The task: Edit the data from the line containing "firefighter's trousers, providing" through the end, replacing "component" with "module" and leaving everything else unchanged.

Recorded data:

****************************************

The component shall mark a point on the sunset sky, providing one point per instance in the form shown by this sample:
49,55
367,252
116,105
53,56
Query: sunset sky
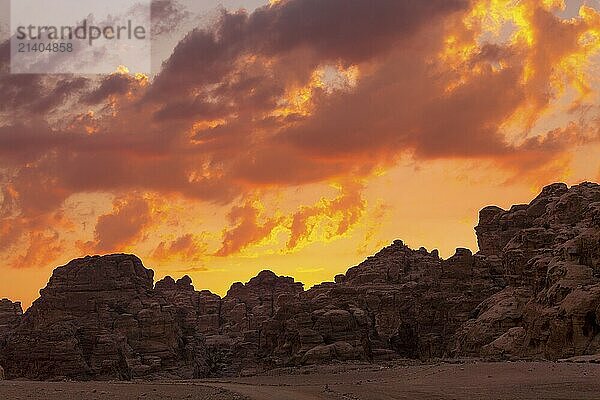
298,135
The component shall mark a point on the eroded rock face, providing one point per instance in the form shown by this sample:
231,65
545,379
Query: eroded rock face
99,317
10,315
550,254
532,291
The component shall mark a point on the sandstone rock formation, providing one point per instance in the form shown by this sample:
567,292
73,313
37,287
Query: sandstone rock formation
549,250
10,315
99,317
533,290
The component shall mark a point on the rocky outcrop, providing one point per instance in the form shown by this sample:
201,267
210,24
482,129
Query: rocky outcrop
532,291
550,254
99,317
10,315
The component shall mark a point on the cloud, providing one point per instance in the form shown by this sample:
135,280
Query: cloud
247,229
187,247
253,104
325,220
123,226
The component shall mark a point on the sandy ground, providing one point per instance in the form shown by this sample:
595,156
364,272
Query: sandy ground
518,380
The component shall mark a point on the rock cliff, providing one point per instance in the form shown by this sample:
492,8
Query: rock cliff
532,291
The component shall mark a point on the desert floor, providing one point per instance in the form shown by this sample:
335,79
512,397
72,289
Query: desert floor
518,380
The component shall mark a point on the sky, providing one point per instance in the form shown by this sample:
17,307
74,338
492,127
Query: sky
299,136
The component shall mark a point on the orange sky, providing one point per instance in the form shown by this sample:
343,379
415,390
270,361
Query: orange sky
302,145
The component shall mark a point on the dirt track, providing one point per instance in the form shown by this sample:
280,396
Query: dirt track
351,382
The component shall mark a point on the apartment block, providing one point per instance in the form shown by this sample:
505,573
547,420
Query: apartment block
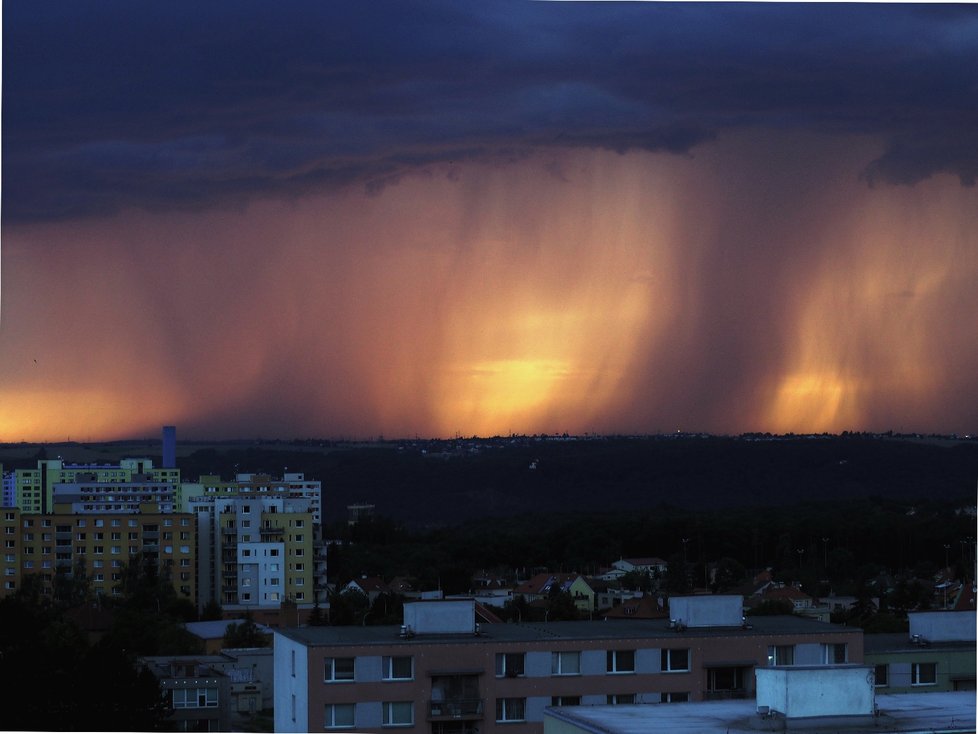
442,673
53,546
256,552
938,654
32,490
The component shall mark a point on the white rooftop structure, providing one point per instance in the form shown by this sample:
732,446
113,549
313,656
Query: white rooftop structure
905,712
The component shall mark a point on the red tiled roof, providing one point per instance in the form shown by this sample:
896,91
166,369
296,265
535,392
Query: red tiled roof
646,607
652,561
541,583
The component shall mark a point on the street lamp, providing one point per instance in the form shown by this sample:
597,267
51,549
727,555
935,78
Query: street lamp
947,549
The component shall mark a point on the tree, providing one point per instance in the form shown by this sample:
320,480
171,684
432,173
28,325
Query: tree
636,580
677,575
316,617
245,634
729,573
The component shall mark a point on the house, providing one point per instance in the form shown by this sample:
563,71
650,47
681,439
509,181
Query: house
639,607
652,566
370,586
800,601
196,690
444,673
212,632
938,654
542,585
952,713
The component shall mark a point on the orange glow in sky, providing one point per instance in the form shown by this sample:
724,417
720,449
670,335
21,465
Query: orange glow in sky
573,291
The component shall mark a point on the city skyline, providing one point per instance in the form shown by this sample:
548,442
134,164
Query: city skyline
450,219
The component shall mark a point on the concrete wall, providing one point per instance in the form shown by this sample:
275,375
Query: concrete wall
708,611
801,692
943,626
440,616
292,686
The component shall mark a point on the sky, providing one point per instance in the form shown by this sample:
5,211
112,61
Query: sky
399,219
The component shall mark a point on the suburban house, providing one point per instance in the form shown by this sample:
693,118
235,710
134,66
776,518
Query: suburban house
543,585
197,691
444,673
655,567
937,655
370,586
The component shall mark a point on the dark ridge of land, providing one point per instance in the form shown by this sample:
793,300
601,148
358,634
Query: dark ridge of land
436,483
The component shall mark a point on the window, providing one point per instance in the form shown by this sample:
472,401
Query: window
565,663
621,661
338,669
399,668
565,701
674,698
781,655
398,713
194,698
510,709
675,660
835,653
510,664
923,674
339,716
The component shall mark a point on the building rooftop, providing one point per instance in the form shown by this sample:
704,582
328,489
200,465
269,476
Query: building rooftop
887,642
908,712
582,630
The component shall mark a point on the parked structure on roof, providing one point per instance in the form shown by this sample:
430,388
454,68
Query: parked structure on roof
443,672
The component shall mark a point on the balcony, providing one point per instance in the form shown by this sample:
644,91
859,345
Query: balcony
461,708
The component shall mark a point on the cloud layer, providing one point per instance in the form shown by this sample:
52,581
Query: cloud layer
122,104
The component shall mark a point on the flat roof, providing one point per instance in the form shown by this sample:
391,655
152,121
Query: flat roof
903,712
612,629
894,642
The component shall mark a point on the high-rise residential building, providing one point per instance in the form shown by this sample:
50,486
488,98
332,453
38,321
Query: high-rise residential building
95,547
256,552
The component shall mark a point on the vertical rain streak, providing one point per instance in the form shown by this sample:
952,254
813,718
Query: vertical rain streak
570,290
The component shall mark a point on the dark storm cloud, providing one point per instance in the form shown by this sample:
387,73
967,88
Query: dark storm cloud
182,104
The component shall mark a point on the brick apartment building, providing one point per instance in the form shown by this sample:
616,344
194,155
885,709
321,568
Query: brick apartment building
442,673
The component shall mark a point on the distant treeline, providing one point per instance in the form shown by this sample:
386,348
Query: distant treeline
470,479
838,545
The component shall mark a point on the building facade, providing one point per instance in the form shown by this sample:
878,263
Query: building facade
442,673
59,547
32,490
937,655
256,552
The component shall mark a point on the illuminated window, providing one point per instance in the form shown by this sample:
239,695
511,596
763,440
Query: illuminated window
339,716
510,709
565,663
338,670
674,661
621,661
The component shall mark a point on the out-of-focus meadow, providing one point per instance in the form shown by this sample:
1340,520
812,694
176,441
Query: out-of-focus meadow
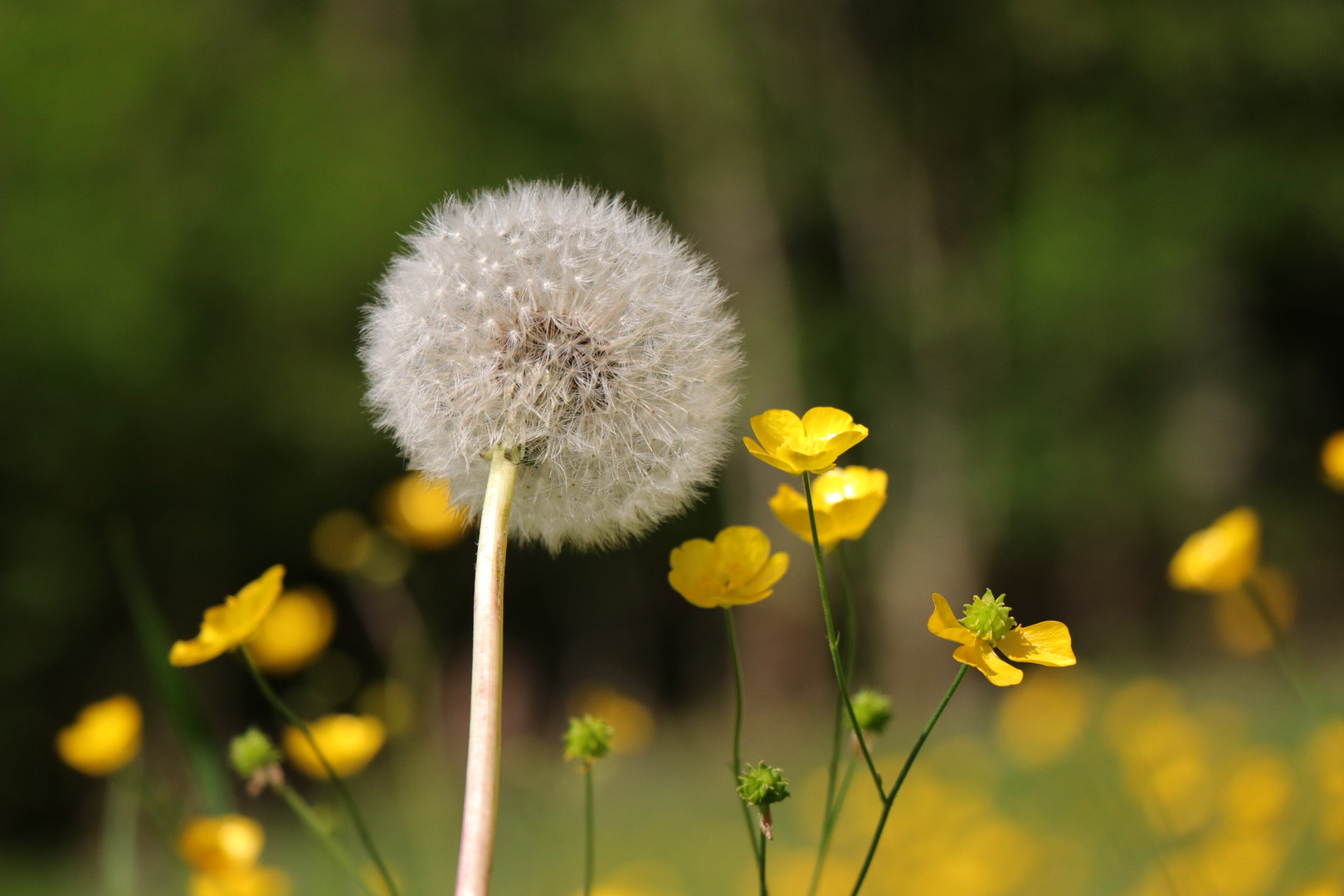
1077,264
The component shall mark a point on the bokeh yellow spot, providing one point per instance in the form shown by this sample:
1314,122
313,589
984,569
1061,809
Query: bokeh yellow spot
1332,460
293,633
221,844
1238,621
1257,791
342,540
347,742
420,514
632,723
1042,720
104,738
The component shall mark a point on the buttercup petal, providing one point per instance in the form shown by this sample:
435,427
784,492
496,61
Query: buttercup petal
757,451
776,427
1046,644
825,422
944,622
765,579
983,657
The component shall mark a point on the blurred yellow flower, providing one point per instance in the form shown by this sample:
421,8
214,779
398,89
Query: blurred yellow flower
811,444
737,567
104,737
632,723
1238,622
221,844
1332,460
1046,644
420,514
1040,722
347,742
293,633
342,540
233,622
246,881
1220,558
845,501
1257,793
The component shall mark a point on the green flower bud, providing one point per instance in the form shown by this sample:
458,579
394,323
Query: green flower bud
988,618
762,786
587,739
873,709
251,751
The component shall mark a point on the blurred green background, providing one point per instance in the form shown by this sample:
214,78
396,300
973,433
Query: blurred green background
1077,264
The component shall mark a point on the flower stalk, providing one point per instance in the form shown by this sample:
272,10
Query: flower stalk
905,770
480,804
342,790
841,679
757,850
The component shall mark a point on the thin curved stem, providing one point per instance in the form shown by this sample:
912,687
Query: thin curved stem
834,642
834,800
305,815
480,800
737,743
1283,652
589,837
901,778
342,790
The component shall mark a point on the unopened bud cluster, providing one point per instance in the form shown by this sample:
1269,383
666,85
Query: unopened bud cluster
988,618
587,739
873,711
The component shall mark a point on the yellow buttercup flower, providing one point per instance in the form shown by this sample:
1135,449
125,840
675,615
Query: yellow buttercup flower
845,503
986,626
1220,558
221,844
420,514
348,742
293,633
246,881
233,622
104,737
1332,460
737,567
806,445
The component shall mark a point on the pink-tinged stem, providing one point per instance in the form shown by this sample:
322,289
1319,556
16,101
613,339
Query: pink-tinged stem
480,804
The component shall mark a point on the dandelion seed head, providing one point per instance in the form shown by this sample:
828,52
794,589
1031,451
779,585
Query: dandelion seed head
577,332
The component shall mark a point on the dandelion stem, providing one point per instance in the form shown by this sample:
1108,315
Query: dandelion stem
1283,652
905,770
589,839
834,801
834,641
342,790
119,811
314,824
480,804
737,743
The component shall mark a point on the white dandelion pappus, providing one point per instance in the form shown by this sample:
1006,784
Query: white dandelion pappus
574,331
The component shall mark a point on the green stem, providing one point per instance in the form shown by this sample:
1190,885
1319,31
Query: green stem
183,709
901,778
119,811
314,824
834,642
331,772
737,740
834,802
589,840
765,891
1283,653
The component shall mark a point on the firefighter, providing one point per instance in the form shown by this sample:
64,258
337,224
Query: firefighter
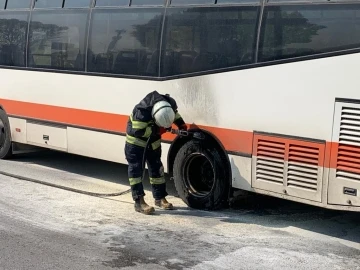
151,117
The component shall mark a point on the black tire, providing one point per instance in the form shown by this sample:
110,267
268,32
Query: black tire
200,176
5,136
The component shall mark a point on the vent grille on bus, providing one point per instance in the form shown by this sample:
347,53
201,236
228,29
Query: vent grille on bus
301,171
270,161
350,126
303,167
348,157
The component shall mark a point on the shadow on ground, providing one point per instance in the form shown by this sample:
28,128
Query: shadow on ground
247,208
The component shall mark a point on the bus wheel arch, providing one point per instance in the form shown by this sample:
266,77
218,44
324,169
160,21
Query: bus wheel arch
201,171
5,135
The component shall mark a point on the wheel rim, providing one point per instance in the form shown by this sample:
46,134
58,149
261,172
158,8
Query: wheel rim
199,175
2,134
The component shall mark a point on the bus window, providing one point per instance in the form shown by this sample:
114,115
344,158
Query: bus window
219,2
77,3
125,41
296,31
203,39
57,39
13,4
191,2
112,3
48,3
147,2
13,28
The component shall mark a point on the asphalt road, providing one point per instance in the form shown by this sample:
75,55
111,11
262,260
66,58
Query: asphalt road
43,227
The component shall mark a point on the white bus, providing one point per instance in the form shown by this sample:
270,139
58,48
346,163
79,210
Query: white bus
272,84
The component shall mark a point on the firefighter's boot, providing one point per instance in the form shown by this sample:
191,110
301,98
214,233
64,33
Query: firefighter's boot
142,207
164,204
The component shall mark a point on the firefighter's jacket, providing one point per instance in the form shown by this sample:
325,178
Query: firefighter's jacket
141,125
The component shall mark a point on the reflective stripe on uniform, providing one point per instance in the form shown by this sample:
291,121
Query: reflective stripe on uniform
132,140
177,116
148,132
157,181
134,181
156,144
138,124
135,141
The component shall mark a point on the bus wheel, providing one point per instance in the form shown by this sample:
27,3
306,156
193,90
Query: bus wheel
5,136
200,176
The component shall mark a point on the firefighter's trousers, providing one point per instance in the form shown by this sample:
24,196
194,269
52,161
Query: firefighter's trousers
134,156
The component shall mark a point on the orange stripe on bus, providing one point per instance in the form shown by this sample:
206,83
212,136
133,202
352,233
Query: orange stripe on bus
287,149
232,140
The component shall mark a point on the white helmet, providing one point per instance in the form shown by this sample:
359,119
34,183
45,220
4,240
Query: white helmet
163,114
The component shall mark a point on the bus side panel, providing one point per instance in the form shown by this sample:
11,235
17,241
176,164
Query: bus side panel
102,145
18,130
241,172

****************************************

Solution to this problem:
The module shall mark a point on the firefighter's trousers, providing one point per instance in the form shown by this sample:
24,196
194,269
52,161
Query: firefighter's trousers
134,156
The module shall mark a point on the orange stripe on bus, providing one point per instance in the form shown by this sample:
206,83
212,136
133,202
352,233
Query: orange stripe on bus
287,149
232,140
The module shall mark a point on the white helmet, providing one point per instance in the form shown by this sample:
359,119
34,183
45,220
4,240
Query: white helmet
163,114
The module shall mark a point on the bus side panel, providing one point per instance in the form shown by this sample:
11,235
17,241
176,164
Query: bus side panel
102,145
18,130
241,172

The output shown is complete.